Text.
- - - -

How could Swiss cheese found in a butterfly wing affect the colour of your car?
Butterflies are pretty unassuming. They flit about, discreetly sipping nectar and quietly soaking up some sun. So who knew that they could be harbouring the blueprint for next-generation supercomputers or slow-release cancer drugs?
It turns out these kaleidoscopic critters are the owners of some pretty far-out geometrical structures that could prove useful in all sorts of areas. In fact, car companies are already using metallic iridescent paint based on this butterfly building block.
"It's a really elaborate 3D sponge structure," explains Professor Stephen Hyde from the ANU Department of Applied Mathematics.
"Think of it as Swiss cheese – it's an incredibly complicated Swiss cheese."
Known as photonic crystals, these labyrinthine configurations are responsible for some of nature's most amazing colours.
"When you see a beetle or a butterfly or even a peacock feather that looks a bit metallic, it's usually a giveaway that the colour is not due to pigmentation," says Hyde. "Something funky is going on."
Different insects have different types of photonic structures. The main aspect that affects the colour is the size of the structure, explains Hyde.
"The species we looked at, Callophrys rubi, has green underwings. They're green because light comes into the sponge, bounces around, and only the green wavelength is the right size to escape; the rest of the colours get trapped inside.

- - - -

Records.
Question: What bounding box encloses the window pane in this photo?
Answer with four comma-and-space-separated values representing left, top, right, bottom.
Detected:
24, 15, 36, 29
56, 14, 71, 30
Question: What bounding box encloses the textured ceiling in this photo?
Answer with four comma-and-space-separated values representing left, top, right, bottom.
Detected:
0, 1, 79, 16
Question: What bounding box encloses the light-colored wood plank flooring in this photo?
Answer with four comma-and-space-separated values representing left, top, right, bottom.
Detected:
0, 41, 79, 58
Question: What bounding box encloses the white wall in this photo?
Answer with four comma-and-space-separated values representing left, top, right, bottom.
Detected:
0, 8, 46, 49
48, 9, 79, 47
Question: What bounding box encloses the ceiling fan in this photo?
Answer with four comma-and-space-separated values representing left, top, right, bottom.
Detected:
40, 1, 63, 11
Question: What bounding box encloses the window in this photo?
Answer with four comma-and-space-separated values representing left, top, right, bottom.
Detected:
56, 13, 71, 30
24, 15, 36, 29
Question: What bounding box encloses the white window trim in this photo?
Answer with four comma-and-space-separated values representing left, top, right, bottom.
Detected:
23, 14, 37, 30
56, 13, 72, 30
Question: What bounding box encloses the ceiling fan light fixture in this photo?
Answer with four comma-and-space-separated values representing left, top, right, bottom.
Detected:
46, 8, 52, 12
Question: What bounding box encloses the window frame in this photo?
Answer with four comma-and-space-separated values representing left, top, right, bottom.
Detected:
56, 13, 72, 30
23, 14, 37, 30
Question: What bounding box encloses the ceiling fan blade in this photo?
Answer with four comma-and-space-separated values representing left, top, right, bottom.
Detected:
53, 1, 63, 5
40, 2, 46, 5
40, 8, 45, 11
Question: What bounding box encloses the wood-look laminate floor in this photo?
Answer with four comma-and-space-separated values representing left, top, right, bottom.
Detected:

- - - -

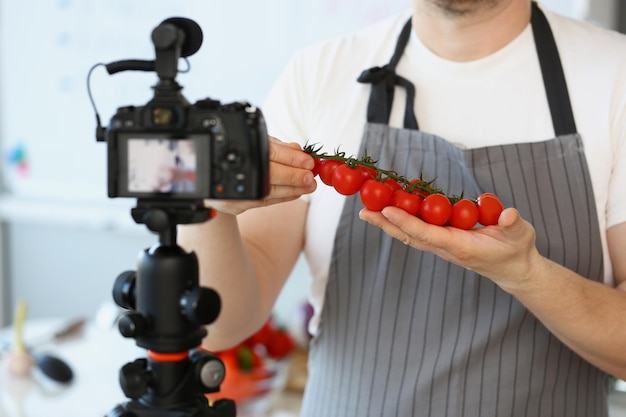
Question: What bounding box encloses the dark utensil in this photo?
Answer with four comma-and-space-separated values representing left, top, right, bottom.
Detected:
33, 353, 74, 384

- - - -

Action item A. Please repeat the passage from the butterfly wing article, starting with "How could Swiss" and going on through "slow-release cancer drugs?".
Action item B. In the butterfly wing article, what are the labyrinthine configurations responsible for some of nature's most amazing colors called?

Reply A.
How could Swiss cheese found in a butterfly wing affect the colour of your car?
Butterflies are pretty unassuming. They flit about, discreetly sipping nectar and quietly soaking up some sun. So who knew that they could be harbouring the blueprint for next-generation supercomputers or slow-release cancer drugs?

Reply B. Photonic crystals.